With Like Water on Stone I was determined to honor the truth of the events, which meant including harrowing details. These details were documented by hosts of neutral eyewitnesses at the time, through census records, through confessions, through the stories of survivors. Even heaps of bones in the desert have not been enough to stop policies of denial. I brought in specific details judiciously but with absolute clarity, protecting the reader through the character of Ardziv and by the fierce love Shahen, Sosi and Mariam had for each other. With each peak of violence one of them would take on the role of protecting the others, and in the process keep the reader safe. People survive extreme violence and pain often through magical thinking. Ardziv, a magical creature, was the embodiment of their strength. I was also determined to lay down paths toward forgiveness so that Shahen, Sosi, and Mariam could survive these horrors with their spirits intact instead of consumed with revenge, unable to ever move on.
You are a wonderfully gifted artist, poet and writer. Yet publishing today doesn’t always embrace the spare, lyrical author of serious works. Can you speak about your journey and how you stayed the course?
Thank you. True that it has been a slow journey toward publication. The thing that kept me going was always doing the work. I think if I hadn’t immersed myself in a series of projects while waiting for one of these tough topics to stick, I would have lost faith. Along the way, I consciously began a piece that is more of a madcap romp to give myself some respite. Even with that story, The Very Long Days of Arden Hose Stoopnagle, the serious questions have been finding their way in as they do in all the books by others that I love, such as Holes.
Writing, reading, drawing, working, turning to humor and to short pieces where appropriate also helped me stay the course. Staying in touch with other writers and artists and exchanging work with them kept me a part of a supportive community and ready to continue. I even taped bits of encouragement, things said by writing mentors, above the screen of my computer to keep me on track. Publication tales filled with countless rejections for fabulous books, such as Ron McLarty’s The Memory of Running, also served as inspiration.
......
Parts of the exercise =>
• a. According to the interview text, what did the author tape above the computer screen to stay on track?
• b. Reproduce word for word the passage of the interview text that starts at the words "You are a wonderfully" and ends after "such as Holes.".
......
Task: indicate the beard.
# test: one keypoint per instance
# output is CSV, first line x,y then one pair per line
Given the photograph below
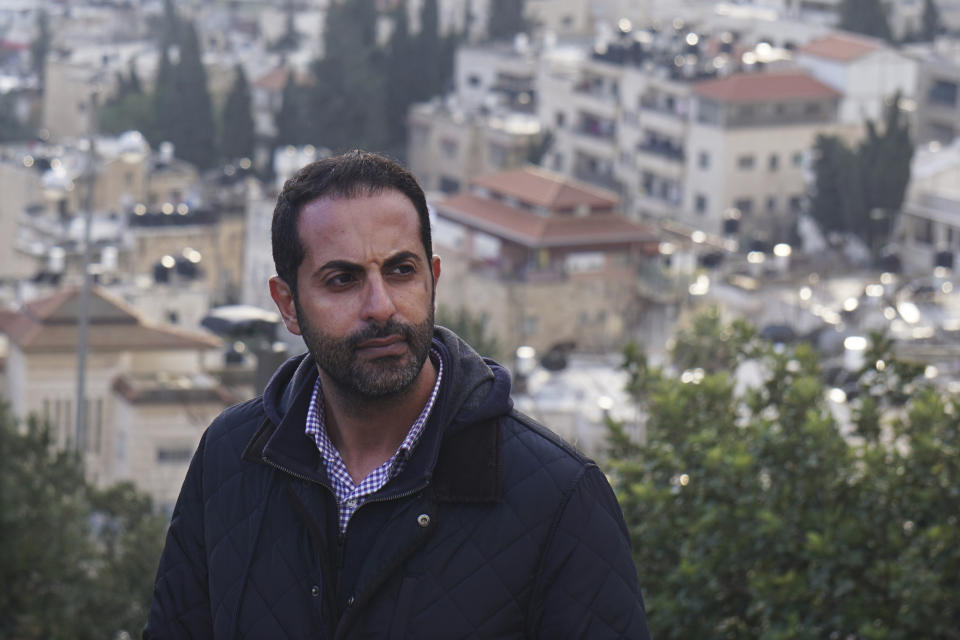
x,y
373,378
......
Responses =>
• a. Bits of encouragement, things said by writing mentors.

• b.
You are a wonderfully gifted artist, poet and writer. Yet publishing today doesn’t always embrace the spare, lyrical author of serious works. Can you speak about your journey and how you stayed the course?
Thank you. True that it has been a slow journey toward publication. The thing that kept me going was always doing the work. I think if I hadn’t immersed myself in a series of projects while waiting for one of these tough topics to stick, I would have lost faith. Along the way, I consciously began a piece that is more of a madcap romp to give myself some respite. Even with that story, The Very Long Days of Arden Hose Stoopnagle, the serious questions have been finding their way in as they do in all the books by others that I love, such as Holes.